- EXERCISE OBJECTIVE
Working through the lines below, return each one that holds "black".
- - - -
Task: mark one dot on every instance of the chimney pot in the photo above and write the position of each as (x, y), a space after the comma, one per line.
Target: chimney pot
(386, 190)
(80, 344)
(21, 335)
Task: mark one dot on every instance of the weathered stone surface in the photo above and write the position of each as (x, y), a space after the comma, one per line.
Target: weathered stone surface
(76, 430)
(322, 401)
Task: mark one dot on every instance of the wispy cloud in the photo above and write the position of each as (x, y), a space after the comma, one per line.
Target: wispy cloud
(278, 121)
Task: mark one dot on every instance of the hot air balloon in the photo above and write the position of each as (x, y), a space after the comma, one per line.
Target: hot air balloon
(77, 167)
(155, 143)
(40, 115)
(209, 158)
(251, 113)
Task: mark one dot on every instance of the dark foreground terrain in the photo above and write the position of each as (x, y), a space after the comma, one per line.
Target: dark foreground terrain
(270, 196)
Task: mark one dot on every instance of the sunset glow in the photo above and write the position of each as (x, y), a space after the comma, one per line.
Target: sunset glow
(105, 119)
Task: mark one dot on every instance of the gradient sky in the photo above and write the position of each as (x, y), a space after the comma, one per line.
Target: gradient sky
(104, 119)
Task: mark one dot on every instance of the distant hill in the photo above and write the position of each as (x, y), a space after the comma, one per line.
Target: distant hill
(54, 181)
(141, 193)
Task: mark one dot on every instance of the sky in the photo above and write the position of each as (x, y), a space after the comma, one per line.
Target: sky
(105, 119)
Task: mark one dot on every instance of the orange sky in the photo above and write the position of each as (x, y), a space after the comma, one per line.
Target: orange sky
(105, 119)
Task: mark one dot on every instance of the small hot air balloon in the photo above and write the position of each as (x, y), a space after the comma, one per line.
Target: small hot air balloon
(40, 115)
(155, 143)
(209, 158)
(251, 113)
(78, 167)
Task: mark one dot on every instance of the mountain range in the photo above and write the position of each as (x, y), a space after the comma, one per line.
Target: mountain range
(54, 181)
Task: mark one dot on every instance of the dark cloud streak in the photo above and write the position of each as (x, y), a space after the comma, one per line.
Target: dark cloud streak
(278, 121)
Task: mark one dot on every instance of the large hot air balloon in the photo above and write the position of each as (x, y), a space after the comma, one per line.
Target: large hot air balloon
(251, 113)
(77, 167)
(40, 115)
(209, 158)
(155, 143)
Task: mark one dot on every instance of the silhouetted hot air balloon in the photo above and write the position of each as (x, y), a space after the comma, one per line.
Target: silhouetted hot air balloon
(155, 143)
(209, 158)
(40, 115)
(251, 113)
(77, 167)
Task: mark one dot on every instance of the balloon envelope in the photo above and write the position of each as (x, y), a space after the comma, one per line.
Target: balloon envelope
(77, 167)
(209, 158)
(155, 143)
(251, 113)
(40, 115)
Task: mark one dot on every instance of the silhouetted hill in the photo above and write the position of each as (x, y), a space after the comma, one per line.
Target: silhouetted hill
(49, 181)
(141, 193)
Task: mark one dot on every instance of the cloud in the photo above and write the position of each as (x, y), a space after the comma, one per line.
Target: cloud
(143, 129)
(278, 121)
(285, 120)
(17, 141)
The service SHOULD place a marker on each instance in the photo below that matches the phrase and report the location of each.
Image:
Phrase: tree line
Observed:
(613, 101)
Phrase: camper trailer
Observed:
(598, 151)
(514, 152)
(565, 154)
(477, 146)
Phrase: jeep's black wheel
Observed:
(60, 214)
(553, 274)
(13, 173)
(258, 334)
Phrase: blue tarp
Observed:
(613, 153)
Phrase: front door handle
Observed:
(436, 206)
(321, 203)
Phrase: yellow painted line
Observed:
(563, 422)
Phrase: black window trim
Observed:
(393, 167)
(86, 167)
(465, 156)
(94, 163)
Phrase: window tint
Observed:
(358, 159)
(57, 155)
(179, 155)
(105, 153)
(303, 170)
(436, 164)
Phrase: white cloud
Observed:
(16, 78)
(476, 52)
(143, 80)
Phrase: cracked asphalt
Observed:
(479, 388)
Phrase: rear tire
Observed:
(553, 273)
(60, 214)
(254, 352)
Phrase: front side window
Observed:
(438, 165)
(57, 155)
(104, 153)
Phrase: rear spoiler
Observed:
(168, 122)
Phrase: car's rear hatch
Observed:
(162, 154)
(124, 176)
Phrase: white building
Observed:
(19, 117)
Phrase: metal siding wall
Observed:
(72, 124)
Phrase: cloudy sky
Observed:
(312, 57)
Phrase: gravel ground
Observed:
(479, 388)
- - - -
- RESPONSE FOR THIS EXERCISE
Phrase: jeep's black wheel
Phrase: black window trim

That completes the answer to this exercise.